* _Supplied passage_
= Beginning of Section =

The History of Cheerleaders, the Future of America

Originally, cheerleaders were men.

jimmy stewart cheerleader

That’s Jimmy Stewart and his cheer squad, third from the right. Notice the terms: “leader”, and, “team”, and “squad”. These are manly terms. Notice the dress: pants, shirts, sweaters, ties.  Manly dress.

In 1923, at the University of Minnesota, women were admitted into cheerleading. I’m sure they asked themselves, “What could be the harm? Technically, women can cheer… I’m sure it will be fine.”

Then, in the 1940s, women came to dominate cheerleading because the men were away being toxic. When they came back, efforts were made to restore order to cheerleading, but women protested.

By 1960, cheerleading was seen as predominantly a girl thing, and for effeminate men. At the same time, the uniforms began to become less formal…and to shrink. Today, the “far-right moral position” on cheerleading is that it should be reserved for girls (who  only pretend to be sluts) as nature intended. In the future, conservative won’t even notice this.

9 thoughts on “The History of Cheerleaders, the Future of America

  1. “They are intelligent; They are eloquent; They like guys even more than we do; They are more than qualified to be LA Rams cheerleaders”

    Watching her while the guys were talking, with her forced grimace and frequent glances downward, was priceless.

= End of Section =

* _What is expected_
Answer these questions from the cheerleading history text:
(a) In what year, and at which university, were women admitted into cheerleading?
(b) In which decade did women come to dominate cheerleading?
(c) By what year was cheerleading seen as predominantly a girl thing?

[Stored entries]
= Beginning of Section =

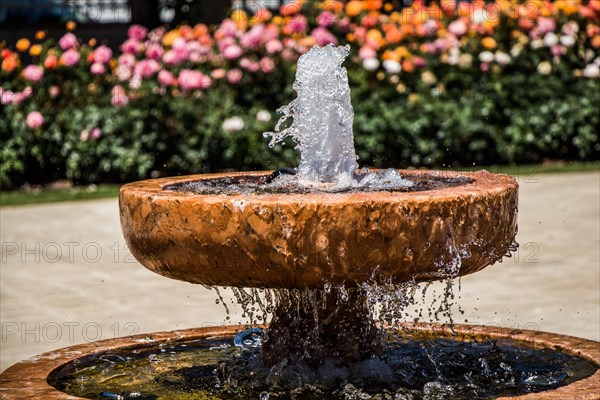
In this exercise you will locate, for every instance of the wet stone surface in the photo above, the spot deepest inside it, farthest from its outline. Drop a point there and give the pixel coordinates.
(410, 369)
(258, 184)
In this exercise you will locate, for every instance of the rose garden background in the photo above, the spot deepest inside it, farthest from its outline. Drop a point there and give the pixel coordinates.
(443, 84)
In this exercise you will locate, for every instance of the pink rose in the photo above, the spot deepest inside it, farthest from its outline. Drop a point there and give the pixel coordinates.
(248, 64)
(146, 68)
(326, 18)
(419, 62)
(7, 97)
(171, 58)
(102, 54)
(137, 32)
(123, 72)
(234, 76)
(34, 120)
(70, 57)
(119, 96)
(228, 28)
(253, 37)
(458, 27)
(127, 60)
(95, 133)
(68, 41)
(218, 73)
(190, 79)
(545, 25)
(131, 46)
(225, 43)
(53, 91)
(155, 51)
(97, 69)
(232, 52)
(156, 34)
(273, 46)
(298, 24)
(323, 37)
(33, 73)
(367, 52)
(165, 78)
(266, 65)
(179, 44)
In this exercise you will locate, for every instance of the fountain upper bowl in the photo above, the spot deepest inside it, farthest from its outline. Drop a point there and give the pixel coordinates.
(308, 240)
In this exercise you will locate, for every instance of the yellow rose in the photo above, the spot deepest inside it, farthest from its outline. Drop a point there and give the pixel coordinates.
(23, 44)
(35, 50)
(488, 42)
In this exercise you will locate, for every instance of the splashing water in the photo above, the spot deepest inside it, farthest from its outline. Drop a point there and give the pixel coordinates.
(322, 125)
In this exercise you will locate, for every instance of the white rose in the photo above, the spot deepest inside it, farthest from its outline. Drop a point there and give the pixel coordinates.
(233, 124)
(392, 66)
(486, 56)
(591, 71)
(370, 63)
(479, 16)
(263, 116)
(502, 58)
(550, 39)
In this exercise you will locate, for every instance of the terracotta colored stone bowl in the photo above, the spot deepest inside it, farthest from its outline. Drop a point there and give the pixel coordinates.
(307, 240)
(28, 379)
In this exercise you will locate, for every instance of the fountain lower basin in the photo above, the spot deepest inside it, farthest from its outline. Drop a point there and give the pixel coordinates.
(29, 379)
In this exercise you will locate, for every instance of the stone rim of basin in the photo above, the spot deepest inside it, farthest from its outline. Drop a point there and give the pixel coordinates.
(311, 239)
(28, 379)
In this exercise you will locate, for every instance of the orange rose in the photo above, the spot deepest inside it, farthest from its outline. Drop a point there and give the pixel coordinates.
(393, 36)
(10, 63)
(354, 7)
(35, 50)
(373, 5)
(262, 15)
(23, 44)
(51, 62)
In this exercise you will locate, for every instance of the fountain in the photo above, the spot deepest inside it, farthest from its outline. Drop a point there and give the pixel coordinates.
(324, 247)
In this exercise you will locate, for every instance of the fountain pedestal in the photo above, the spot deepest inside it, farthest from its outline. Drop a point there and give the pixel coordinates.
(313, 326)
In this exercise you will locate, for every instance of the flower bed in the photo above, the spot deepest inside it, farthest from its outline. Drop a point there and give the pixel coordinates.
(432, 85)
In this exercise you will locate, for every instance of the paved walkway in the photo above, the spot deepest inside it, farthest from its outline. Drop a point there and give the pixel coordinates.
(66, 277)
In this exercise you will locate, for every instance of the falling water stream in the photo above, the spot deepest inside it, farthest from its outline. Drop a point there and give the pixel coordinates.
(408, 366)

= End of Section =

* _Response to this exercise_
(a) 1923, at the University of Minnesota
(b) The 1940s
(c) 1960